List each line of the data that holds the word "here".
____ SOURCE RECORDS
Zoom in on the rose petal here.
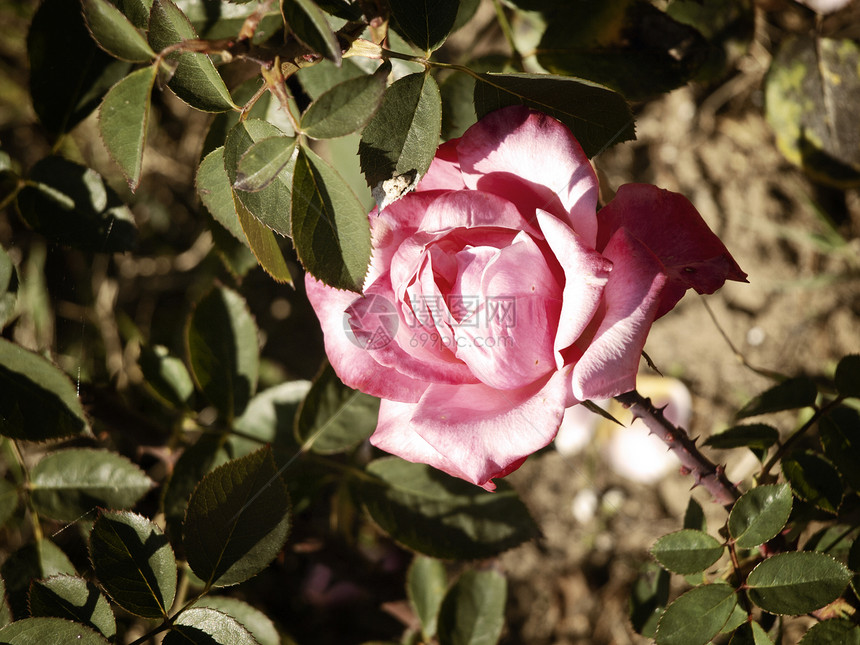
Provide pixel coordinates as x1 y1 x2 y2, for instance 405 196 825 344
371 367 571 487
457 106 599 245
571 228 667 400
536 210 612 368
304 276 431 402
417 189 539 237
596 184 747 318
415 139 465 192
________
____ SOURCE RECORDS
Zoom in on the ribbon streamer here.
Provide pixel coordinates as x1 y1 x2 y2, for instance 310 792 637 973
________
> _ANSWER SECTION_:
Zoom in on the rose petal here.
Zoom in on the ribbon streamer here.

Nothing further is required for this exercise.